TASK STATEMENT
Every entry must be duplicated precisely as written.

── DATA PROVIDED

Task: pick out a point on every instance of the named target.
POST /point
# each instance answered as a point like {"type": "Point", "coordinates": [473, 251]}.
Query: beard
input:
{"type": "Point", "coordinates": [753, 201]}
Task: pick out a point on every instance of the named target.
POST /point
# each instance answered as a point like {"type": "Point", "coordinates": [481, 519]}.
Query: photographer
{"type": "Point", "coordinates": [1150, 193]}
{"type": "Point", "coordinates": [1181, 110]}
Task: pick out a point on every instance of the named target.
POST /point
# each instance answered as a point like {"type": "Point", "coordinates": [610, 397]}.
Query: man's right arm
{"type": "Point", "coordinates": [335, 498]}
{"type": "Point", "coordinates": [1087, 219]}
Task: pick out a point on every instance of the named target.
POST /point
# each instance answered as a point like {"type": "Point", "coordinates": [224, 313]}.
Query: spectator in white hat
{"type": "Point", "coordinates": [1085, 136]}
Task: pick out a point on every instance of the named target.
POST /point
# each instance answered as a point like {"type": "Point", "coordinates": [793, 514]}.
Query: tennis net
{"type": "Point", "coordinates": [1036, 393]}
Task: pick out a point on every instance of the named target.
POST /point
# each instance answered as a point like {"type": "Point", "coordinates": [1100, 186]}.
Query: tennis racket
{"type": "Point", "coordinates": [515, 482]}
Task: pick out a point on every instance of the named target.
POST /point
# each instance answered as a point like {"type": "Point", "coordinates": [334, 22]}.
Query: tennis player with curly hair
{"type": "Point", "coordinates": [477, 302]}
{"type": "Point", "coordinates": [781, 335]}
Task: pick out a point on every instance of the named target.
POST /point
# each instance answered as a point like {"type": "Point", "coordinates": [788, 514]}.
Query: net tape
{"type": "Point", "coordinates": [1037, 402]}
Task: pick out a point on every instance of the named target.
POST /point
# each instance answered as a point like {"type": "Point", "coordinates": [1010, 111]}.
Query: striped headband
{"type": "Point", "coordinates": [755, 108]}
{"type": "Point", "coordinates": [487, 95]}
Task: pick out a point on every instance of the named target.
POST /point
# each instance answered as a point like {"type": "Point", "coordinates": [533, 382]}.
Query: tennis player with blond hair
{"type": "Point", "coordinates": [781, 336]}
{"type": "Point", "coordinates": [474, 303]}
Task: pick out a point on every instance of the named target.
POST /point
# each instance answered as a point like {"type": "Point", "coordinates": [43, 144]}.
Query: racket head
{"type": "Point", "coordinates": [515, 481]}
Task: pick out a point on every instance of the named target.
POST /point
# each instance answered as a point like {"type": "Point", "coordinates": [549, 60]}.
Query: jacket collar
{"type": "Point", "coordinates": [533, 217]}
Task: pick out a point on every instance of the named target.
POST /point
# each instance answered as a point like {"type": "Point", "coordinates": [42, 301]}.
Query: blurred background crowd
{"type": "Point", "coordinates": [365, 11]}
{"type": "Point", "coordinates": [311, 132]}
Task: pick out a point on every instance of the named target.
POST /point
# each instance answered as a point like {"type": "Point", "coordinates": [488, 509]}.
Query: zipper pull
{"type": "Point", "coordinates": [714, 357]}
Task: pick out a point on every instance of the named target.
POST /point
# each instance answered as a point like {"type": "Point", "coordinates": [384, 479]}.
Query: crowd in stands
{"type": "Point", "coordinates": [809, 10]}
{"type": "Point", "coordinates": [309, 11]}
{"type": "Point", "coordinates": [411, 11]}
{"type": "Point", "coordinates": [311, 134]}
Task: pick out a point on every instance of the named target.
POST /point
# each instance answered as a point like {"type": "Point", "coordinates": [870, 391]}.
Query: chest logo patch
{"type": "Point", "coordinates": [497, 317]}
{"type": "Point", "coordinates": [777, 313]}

────

REPLY TO THE EXERCISE
Task: pick out a point on every instance of the named target.
POST /point
# each instance answered as a point like {"type": "Point", "coordinates": [473, 251]}.
Query: beard
input:
{"type": "Point", "coordinates": [753, 201]}
Task: pick out a point on every instance of the named target.
POST /point
# each instance answered as a point like {"type": "Point", "coordinates": [481, 519]}.
Query: photographer
{"type": "Point", "coordinates": [1150, 193]}
{"type": "Point", "coordinates": [1181, 110]}
Task: pick out a point on every instance of the named target.
POST /point
# each instance answered as a point like {"type": "Point", "coordinates": [610, 397]}.
Query: man's right arm
{"type": "Point", "coordinates": [335, 498]}
{"type": "Point", "coordinates": [1087, 219]}
Task: pick out a point on every instance of the named target.
POST /point
# each instance answered as a point like {"type": "Point", "coordinates": [224, 313]}.
Query: spectator in white hat
{"type": "Point", "coordinates": [1085, 136]}
Task: pick out a point on every instance of the named target.
POST /point
# each instance answered as a point like {"type": "Point", "coordinates": [793, 514]}.
Query: tennis net
{"type": "Point", "coordinates": [1036, 393]}
Task: pick out a point on every instance of the named target.
POST /point
# each instance answered as a point like {"type": "Point", "coordinates": [1100, 186]}.
Query: tennis racket
{"type": "Point", "coordinates": [515, 482]}
Task: pick out a point on every instance of the named target.
POST /point
# each instance answered as a point like {"type": "Point", "coordinates": [334, 22]}.
Query: tennis player with curly hair
{"type": "Point", "coordinates": [477, 302]}
{"type": "Point", "coordinates": [781, 335]}
Task: pick out a point on every instance of the named target.
POST /point
# each instance answered as a point like {"type": "Point", "coordinates": [788, 514]}.
Query: net tape
{"type": "Point", "coordinates": [1037, 402]}
Task: pick out a point on every instance of the named target.
POST /point
# each instance answered as a point like {"type": "Point", "coordinates": [1010, 111]}.
Query: striped headband
{"type": "Point", "coordinates": [755, 108]}
{"type": "Point", "coordinates": [487, 95]}
Task: pick out a point on every instance of the named target.
POST /point
# each instance answered as a point like {"type": "Point", "coordinates": [533, 382]}.
Query: tennis player with blond hair
{"type": "Point", "coordinates": [781, 336]}
{"type": "Point", "coordinates": [474, 303]}
Task: pick out a point on every instance of the named target.
POST /point
# each instance answered as a point like {"type": "Point", "coordinates": [43, 144]}.
Query: racket head
{"type": "Point", "coordinates": [515, 481]}
Task: pick out a point on every instance of the named target.
POST /point
# each instance answered as a point like {"type": "Point", "coordinates": [549, 60]}.
Query: jacket collar
{"type": "Point", "coordinates": [533, 217]}
Task: pick out a point on every instance of the named target.
POST /point
# each instance answered as a point like {"type": "Point", "coordinates": [42, 301]}.
Query: blurred background crowd
{"type": "Point", "coordinates": [365, 11]}
{"type": "Point", "coordinates": [311, 132]}
Task: pick out a point on every instance of the named target.
POST /point
# each instance answered as a point like {"type": "Point", "coordinates": [488, 509]}.
Query: zipper pull
{"type": "Point", "coordinates": [714, 357]}
Task: pick out a point on every instance of the named target.
POST /point
# each instance answered as a point like {"type": "Point", "coordinates": [384, 479]}.
Query: crowd in stands
{"type": "Point", "coordinates": [809, 10]}
{"type": "Point", "coordinates": [309, 11]}
{"type": "Point", "coordinates": [411, 11]}
{"type": "Point", "coordinates": [311, 134]}
Task: pick out a point on every instance of the named target.
POST /point
# each instance answered as a point like {"type": "Point", "coordinates": [870, 391]}.
Query: chest logo patch
{"type": "Point", "coordinates": [497, 317]}
{"type": "Point", "coordinates": [777, 313]}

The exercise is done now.